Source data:
============

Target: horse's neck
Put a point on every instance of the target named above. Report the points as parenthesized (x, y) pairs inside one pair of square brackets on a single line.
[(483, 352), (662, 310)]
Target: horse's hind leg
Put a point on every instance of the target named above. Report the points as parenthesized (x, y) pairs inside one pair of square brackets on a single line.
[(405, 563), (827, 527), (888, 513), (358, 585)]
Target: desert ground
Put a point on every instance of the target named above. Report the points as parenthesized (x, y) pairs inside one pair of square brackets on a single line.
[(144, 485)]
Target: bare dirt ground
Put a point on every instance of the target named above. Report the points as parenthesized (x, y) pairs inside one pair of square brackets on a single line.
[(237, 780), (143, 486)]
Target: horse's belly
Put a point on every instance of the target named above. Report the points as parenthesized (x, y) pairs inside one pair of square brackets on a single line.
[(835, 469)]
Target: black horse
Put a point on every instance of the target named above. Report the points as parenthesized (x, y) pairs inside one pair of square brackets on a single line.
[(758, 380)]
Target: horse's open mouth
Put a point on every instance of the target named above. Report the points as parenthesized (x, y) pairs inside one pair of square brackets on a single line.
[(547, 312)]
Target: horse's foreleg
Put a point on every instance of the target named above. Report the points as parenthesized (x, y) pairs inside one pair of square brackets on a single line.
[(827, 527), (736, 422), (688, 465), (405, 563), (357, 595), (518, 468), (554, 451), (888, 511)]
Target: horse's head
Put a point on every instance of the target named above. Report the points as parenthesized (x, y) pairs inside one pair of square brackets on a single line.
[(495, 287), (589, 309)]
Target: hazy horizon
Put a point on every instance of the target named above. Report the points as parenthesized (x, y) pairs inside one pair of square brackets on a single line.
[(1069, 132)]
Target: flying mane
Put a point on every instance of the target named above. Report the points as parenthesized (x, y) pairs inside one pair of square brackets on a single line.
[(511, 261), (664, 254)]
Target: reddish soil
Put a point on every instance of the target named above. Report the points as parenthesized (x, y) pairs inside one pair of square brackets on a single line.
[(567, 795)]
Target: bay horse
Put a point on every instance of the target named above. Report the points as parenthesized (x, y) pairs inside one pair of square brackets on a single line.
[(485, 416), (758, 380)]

============

**Aim of the task:**
Look through the entries above and copy each line that has "ground" in it.

**Result for this task:**
Target: desert ground
Target: bare dirt ground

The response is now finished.